TASK:
In one to three sentences, explain why the article on Apple's and Samsung's smartphone sales doubts Tim Cook's claim that a tough "macroeconomic environment" caused Apple's slump.

SOURCE DOCUMENT:
------------------------

Apple has reported a record sales slump, while Samsung’s latest phones win market approval. How did it come to this? ARTHUR GOLDSTUCK tells the tale.
What’s wrong with this picture? Global smartphone sales down 3%, Samsung sales down 4%, Apple iPhone sales down 16%.
Or this one? Samsung revenue up 6% and profit up 12%, Apple revenue down 13% and profit down 23%.
For one thing, Samsung is tracking global trends in smartphone shipments, which is hardly wonderful news for a brand that wants to run ahead of the market. But, for another thing, Apple has lost the magic sauce.
One could be sympathetic and believe CEO Tim Cook when he blames a tough “macroeconomic environment”. But, during the worst financial slump in living memory, the big bad Global Financial Crisis of 2008-2009, Apple not only held its own; it kept growing, quarter after quarter.
The iPhone had been launched in 2007, and kept getting better, allowing the company to outperform not only the market, but also all forecasts. It kept breaking through every barrier, eventually helping Apple rack up 13 years of continual growth that had begun with the launch of the first iPod. That is 51 quarters, of which around 8 had seen the destruction of entire national economies across the globe.

------------------------

Dataset excerpt

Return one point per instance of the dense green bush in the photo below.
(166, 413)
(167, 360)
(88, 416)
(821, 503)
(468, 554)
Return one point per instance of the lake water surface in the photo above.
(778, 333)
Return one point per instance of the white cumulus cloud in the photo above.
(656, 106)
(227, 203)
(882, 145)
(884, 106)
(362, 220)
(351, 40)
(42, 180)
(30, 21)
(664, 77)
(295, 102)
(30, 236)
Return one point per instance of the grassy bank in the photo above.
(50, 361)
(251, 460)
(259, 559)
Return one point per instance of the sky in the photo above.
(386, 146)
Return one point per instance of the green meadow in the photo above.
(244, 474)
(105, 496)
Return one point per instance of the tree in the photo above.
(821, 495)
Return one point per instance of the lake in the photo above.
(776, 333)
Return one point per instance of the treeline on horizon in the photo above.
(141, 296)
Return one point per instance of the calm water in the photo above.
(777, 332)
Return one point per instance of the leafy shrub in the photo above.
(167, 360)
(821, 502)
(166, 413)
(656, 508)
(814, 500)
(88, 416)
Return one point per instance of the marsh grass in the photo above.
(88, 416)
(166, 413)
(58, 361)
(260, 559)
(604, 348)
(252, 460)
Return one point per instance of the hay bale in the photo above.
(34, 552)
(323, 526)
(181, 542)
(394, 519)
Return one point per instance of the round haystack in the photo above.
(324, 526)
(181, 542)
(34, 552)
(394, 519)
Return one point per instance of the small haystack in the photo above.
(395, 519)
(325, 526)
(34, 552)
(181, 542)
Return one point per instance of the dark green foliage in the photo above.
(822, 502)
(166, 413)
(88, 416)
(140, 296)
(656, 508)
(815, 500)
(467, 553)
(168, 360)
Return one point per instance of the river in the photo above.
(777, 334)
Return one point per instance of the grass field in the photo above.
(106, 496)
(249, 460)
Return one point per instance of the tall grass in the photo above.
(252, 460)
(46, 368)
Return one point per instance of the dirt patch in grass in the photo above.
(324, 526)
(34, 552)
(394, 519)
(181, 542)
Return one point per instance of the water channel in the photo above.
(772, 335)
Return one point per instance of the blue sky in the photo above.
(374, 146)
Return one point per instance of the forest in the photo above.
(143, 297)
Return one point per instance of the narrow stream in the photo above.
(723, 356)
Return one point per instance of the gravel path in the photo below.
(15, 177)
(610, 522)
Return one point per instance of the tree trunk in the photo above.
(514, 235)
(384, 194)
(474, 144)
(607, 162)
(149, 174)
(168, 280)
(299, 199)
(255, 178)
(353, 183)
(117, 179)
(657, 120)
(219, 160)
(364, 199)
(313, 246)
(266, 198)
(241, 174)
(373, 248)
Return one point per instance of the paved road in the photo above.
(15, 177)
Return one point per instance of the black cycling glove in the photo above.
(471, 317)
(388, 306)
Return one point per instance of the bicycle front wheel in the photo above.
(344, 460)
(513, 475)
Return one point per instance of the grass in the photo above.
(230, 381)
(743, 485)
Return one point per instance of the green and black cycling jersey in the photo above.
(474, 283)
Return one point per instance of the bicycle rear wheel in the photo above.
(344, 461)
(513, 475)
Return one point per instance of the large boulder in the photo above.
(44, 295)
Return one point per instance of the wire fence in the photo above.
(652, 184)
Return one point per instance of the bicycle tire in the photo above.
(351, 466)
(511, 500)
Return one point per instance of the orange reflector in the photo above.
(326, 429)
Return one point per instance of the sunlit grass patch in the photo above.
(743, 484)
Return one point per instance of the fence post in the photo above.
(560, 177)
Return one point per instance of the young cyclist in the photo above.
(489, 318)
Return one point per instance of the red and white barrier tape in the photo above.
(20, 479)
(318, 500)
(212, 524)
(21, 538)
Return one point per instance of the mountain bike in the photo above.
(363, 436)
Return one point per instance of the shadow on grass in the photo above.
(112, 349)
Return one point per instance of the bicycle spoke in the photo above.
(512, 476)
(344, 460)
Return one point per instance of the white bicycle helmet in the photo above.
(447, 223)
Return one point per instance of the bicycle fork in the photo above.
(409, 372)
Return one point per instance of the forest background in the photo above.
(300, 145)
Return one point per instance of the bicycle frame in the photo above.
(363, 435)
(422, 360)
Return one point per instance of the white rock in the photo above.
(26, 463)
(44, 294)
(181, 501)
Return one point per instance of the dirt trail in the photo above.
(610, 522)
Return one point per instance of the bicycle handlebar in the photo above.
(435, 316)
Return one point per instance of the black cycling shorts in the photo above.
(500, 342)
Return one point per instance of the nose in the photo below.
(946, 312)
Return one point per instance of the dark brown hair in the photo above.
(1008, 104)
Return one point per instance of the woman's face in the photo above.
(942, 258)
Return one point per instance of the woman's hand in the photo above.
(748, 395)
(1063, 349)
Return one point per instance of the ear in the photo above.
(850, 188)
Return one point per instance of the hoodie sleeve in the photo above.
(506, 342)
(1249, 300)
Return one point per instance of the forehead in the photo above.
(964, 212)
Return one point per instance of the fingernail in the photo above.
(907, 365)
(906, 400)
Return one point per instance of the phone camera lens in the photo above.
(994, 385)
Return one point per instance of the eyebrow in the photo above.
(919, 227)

------------------------

OUTPUT FOR THIS TASK:
During the Global Financial Crisis of 2008-2009, the worst financial slump in living memory, Apple not only held its own but kept growing quarter after quarter. That shows a harsh economy did not stop Apple before. The article instead says Apple "has lost the magic sauce."